§ **EXERCISE TASK**:
Copy out the lines below word for word, every character in place.
+++
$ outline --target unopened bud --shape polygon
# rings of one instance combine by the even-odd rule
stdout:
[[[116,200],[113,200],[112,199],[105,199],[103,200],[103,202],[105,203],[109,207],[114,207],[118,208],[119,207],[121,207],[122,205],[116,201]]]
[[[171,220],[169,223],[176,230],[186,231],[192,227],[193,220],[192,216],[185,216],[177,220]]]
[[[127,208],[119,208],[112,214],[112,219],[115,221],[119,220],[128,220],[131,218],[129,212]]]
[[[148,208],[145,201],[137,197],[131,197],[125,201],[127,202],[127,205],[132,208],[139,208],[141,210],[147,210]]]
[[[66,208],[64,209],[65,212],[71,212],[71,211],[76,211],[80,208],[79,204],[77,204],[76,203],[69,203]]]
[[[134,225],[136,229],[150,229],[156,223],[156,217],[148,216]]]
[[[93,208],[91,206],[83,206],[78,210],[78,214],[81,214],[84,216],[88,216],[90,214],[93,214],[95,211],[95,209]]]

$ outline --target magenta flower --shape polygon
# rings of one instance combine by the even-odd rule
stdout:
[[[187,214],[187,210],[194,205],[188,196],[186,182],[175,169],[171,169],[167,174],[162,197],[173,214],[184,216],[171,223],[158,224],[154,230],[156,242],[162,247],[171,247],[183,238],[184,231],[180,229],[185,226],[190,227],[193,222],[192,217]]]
+++
§ **SOLUTION**:
$ outline --target unopened bud --shape polygon
# rings of one instance combine by the even-odd rule
stdout:
[[[116,200],[113,200],[112,199],[105,199],[103,200],[103,202],[105,203],[109,207],[114,207],[118,208],[119,207],[121,207],[122,205],[116,201]]]
[[[171,220],[169,223],[176,230],[186,231],[192,227],[193,220],[192,216],[185,216],[177,220]]]
[[[127,208],[119,208],[112,214],[112,219],[115,221],[119,220],[128,220],[131,218],[129,212]]]
[[[148,208],[145,201],[137,197],[131,197],[125,201],[127,202],[127,205],[132,208],[139,208],[141,210],[147,210]]]
[[[66,208],[64,209],[65,212],[71,212],[71,211],[76,211],[80,208],[79,204],[77,204],[76,203],[69,203]]]
[[[134,225],[136,229],[150,229],[156,223],[156,217],[148,216]]]
[[[93,208],[91,206],[83,206],[78,210],[78,214],[81,214],[84,216],[88,216],[90,214],[93,214],[95,211],[95,209]]]

$ outline --target magenta flower --shape polygon
# rings of one instance combine by the even-odd rule
stdout:
[[[187,214],[187,210],[194,205],[188,196],[186,182],[175,169],[171,169],[167,174],[162,197],[173,214],[184,216],[171,223],[158,224],[154,230],[156,242],[162,247],[171,247],[183,238],[184,231],[180,229],[185,226],[190,227],[193,222],[192,217]]]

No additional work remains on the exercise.